» Problem description
Which lines run from the one containing "the porch railing" to the end of the entries? Quote them exactly, and nothing else.

» Named object pointing entries
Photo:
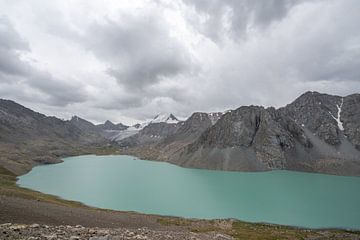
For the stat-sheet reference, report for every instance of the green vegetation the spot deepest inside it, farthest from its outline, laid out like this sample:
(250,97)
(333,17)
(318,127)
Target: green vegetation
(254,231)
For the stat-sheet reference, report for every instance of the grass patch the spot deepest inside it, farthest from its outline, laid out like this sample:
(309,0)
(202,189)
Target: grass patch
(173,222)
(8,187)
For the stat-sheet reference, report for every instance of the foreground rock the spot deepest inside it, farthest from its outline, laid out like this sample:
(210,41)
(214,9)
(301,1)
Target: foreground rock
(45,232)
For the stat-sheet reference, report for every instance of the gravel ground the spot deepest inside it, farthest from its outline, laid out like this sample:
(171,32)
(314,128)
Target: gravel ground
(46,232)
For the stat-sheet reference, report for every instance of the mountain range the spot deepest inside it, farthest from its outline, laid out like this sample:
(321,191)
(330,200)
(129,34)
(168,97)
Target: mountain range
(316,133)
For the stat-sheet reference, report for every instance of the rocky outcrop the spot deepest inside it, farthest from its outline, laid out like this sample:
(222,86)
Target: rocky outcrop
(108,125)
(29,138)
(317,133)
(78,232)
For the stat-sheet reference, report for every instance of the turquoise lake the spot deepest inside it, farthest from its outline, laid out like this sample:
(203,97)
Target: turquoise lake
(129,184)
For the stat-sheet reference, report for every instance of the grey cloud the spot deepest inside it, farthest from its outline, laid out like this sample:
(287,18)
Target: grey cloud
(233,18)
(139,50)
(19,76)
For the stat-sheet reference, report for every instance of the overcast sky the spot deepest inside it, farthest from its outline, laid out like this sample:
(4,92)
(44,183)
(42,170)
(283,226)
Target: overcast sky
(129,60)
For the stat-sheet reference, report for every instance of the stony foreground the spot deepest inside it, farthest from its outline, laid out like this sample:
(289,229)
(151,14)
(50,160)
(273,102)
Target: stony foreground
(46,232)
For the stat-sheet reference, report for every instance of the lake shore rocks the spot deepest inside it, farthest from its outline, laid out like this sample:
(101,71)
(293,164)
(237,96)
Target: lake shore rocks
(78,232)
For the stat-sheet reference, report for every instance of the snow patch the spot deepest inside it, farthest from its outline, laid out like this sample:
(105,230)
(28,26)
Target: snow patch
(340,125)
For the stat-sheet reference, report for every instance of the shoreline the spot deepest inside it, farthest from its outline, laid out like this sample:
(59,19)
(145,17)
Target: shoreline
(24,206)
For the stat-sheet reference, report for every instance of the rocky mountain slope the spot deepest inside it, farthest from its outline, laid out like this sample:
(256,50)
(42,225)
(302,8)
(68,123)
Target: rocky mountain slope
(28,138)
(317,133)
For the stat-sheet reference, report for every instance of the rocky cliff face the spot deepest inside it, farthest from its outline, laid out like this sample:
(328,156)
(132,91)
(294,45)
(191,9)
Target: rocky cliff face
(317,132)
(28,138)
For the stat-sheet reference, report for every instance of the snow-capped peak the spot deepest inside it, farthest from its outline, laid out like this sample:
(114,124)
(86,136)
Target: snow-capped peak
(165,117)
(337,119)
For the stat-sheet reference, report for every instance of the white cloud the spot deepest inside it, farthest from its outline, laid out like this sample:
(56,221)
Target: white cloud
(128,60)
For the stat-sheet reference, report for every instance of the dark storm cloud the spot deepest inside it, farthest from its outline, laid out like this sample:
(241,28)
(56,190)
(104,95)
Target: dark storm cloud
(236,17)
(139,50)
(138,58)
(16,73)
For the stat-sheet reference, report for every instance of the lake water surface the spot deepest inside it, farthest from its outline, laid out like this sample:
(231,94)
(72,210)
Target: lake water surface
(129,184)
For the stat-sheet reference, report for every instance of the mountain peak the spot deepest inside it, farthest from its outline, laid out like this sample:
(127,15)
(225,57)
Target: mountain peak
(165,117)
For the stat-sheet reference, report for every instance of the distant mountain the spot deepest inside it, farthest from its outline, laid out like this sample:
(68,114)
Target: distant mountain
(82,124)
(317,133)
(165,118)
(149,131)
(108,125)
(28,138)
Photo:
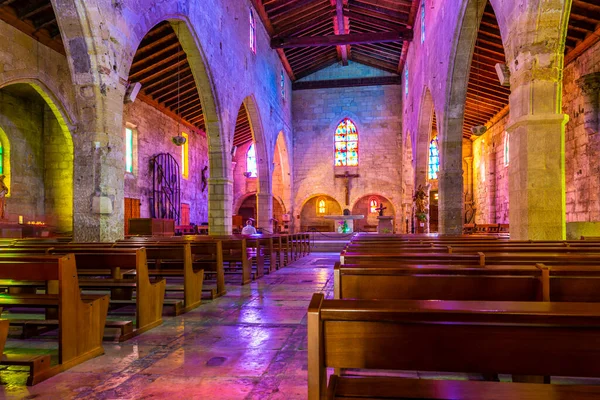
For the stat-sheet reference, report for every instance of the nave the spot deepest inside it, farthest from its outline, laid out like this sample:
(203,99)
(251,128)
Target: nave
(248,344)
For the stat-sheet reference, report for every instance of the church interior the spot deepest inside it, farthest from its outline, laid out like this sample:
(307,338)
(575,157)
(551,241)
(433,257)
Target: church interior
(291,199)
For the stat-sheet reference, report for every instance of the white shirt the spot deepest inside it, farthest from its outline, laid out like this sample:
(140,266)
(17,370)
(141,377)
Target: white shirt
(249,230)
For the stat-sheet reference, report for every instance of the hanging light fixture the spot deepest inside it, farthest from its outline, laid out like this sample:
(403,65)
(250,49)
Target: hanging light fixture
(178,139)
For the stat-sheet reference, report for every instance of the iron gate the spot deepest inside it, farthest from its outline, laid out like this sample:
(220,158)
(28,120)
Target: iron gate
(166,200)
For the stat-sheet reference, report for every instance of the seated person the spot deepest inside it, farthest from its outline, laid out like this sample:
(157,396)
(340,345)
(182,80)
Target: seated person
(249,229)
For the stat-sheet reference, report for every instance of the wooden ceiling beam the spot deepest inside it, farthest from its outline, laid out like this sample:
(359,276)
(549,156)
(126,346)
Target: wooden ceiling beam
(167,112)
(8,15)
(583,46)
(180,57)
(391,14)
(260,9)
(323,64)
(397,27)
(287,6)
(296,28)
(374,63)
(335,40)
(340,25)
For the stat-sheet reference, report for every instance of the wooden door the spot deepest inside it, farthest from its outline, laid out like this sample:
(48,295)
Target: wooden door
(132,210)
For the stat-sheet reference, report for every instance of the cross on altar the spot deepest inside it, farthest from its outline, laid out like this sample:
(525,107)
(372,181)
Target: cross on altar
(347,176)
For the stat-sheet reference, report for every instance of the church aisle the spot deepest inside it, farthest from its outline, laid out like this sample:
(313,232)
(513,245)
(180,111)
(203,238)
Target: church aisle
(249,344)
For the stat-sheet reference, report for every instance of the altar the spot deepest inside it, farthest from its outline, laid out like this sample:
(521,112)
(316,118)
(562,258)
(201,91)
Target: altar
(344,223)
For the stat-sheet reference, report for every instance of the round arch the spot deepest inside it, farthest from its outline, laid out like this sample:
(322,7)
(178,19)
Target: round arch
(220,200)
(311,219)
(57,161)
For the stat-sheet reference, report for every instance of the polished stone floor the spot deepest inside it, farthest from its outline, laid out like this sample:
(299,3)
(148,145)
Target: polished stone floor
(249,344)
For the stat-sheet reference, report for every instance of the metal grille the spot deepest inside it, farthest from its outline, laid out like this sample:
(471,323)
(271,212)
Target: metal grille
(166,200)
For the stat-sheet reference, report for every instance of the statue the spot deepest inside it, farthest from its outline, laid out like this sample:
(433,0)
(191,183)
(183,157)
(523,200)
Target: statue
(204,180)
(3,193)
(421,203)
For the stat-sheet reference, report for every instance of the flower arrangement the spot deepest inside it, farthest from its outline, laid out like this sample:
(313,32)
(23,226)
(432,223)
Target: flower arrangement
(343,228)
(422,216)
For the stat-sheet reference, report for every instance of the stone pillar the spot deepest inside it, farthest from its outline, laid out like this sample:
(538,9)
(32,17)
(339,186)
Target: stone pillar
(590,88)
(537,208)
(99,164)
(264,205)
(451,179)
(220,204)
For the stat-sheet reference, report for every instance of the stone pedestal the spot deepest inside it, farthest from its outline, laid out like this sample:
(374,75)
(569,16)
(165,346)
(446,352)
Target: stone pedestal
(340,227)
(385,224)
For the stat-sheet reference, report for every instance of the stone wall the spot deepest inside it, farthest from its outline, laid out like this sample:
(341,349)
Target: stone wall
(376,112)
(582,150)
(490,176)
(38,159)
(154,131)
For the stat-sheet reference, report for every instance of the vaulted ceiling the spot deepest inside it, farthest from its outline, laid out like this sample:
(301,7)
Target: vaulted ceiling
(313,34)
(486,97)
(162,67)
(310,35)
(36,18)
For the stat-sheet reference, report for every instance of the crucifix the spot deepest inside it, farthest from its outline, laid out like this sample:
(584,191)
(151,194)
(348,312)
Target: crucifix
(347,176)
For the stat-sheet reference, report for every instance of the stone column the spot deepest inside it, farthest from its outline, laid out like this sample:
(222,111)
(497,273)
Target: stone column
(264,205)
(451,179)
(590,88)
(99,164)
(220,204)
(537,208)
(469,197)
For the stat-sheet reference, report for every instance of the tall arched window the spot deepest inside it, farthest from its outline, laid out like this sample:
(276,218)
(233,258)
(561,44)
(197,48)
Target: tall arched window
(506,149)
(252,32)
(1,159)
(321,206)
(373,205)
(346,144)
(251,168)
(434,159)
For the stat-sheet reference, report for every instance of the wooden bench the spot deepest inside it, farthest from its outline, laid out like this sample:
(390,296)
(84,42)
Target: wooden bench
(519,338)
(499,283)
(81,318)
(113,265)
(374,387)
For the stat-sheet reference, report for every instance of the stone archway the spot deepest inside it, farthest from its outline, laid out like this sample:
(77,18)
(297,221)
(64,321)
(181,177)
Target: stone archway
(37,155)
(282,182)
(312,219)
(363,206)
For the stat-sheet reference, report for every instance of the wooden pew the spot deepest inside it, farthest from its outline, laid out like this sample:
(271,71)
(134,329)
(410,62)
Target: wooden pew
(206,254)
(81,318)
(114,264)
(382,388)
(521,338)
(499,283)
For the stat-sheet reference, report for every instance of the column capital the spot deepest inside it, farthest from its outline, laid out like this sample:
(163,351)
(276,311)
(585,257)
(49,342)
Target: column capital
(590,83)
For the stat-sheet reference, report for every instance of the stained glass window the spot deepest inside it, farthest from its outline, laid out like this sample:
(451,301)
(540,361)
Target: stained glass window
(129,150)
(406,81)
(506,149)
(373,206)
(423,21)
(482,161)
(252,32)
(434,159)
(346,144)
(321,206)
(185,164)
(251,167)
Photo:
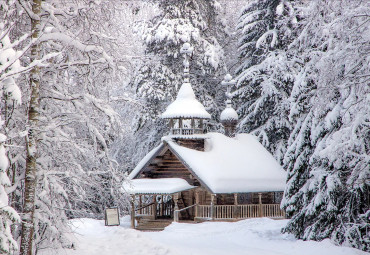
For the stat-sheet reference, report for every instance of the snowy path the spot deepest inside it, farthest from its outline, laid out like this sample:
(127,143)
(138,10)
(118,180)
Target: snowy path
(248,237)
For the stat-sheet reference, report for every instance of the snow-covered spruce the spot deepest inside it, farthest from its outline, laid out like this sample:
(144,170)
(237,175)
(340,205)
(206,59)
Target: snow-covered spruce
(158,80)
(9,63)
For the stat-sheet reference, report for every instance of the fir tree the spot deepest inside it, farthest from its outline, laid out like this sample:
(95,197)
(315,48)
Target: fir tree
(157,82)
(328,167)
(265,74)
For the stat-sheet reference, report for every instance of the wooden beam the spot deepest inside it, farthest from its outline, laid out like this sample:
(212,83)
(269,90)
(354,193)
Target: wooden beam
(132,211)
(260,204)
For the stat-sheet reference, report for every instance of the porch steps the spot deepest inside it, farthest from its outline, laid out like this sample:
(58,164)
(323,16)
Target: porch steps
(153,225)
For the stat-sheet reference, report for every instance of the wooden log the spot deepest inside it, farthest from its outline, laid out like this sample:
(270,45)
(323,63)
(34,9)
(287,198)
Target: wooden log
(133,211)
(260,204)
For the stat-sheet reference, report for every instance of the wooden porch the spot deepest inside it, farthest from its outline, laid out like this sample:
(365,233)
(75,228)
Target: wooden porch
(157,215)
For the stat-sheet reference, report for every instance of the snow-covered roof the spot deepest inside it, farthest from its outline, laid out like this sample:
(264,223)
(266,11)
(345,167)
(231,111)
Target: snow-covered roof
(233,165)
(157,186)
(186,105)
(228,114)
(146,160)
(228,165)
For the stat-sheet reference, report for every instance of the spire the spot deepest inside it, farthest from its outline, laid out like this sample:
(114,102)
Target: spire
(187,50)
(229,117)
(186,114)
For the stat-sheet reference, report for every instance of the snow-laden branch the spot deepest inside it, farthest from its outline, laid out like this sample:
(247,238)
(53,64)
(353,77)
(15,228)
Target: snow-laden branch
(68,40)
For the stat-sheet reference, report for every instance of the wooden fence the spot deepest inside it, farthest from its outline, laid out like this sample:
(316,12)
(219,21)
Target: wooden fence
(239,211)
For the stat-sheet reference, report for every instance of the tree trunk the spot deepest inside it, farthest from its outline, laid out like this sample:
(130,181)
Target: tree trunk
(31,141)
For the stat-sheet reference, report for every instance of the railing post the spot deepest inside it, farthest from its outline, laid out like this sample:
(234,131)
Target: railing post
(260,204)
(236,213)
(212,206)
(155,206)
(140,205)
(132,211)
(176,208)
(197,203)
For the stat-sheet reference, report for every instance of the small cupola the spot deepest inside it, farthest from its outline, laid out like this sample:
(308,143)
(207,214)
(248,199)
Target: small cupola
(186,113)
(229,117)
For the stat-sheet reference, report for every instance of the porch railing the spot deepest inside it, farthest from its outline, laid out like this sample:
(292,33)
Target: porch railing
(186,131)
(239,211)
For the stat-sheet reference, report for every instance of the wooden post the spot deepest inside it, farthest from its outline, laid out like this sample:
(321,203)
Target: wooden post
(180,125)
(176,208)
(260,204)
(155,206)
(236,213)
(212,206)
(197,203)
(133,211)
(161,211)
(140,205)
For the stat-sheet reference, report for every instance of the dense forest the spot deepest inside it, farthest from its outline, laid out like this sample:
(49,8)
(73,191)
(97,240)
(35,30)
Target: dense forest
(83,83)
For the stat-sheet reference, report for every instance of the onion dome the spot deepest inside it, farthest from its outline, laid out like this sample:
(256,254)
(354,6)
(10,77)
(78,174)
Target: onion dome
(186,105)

» Response
For the stat-sheet reference, report for every instance of the porch railing the spot deepest inside it, farthest from its outline, laid out like this sample:
(292,33)
Target: porch railing
(186,131)
(239,211)
For the stat-sheet reference, report for every instance of the wooden post the spot deepest inside it, farthest from its outline, laid out like this sample:
(321,203)
Target: wooden post
(180,125)
(176,208)
(260,204)
(155,206)
(236,213)
(212,206)
(197,203)
(133,211)
(161,211)
(140,205)
For the stat-sheet reference, report for every instance of the dense forest the spot deepest inside it, farthest from its outline, laid out like this sample:
(49,8)
(73,191)
(97,240)
(35,30)
Target: dense forest
(83,83)
For the stat-sheet reference, report for every instance of the onion dome the spot deepest inside it, farthest from its outline, laid out like this sample:
(256,254)
(354,6)
(10,77)
(78,174)
Target: onion dome
(186,105)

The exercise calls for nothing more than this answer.